_Task details_
Extract the data below without any changes, from its first line through the line containing "[318,367,371,394]", with that line included.

Excerpts of bounding box data
[start]

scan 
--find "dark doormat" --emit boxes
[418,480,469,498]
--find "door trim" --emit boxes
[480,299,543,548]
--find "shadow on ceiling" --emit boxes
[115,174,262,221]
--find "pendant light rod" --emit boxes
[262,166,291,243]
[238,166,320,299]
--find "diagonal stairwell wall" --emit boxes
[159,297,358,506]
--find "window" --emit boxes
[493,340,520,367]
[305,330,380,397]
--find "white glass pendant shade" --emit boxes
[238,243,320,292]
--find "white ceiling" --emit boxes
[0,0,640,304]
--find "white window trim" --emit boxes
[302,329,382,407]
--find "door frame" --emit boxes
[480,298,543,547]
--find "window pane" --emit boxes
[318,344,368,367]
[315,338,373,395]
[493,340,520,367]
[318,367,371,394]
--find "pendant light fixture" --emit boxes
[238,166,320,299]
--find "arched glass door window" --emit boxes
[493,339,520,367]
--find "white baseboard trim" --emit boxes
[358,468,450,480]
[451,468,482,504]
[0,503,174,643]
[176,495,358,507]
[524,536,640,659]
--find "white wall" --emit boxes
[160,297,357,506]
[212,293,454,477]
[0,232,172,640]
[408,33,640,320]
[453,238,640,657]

[end]

_Full answer_
scan 
--find "dark doormat" --emit boxes
[418,480,469,498]
--find "door trim" --emit boxes
[480,299,543,548]
--find "shadow on ceiling" --emit boxes
[115,174,262,221]
--find "pendant light rod" --emit boxes
[262,166,291,243]
[238,166,320,299]
--find "diagonal stairwell wall" --emit boxes
[159,297,358,506]
--find "window" --emit boxes
[493,340,520,367]
[305,330,380,397]
--find "white glass pendant shade" --emit boxes
[238,243,320,292]
--find "white ceiling" --emit boxes
[0,0,640,304]
--find "white window trim" --emit boxes
[302,329,382,407]
--find "door frame" --emit boxes
[480,298,543,547]
--find "window pane" --emit boxes
[318,344,368,367]
[315,338,373,395]
[493,340,520,367]
[318,367,371,394]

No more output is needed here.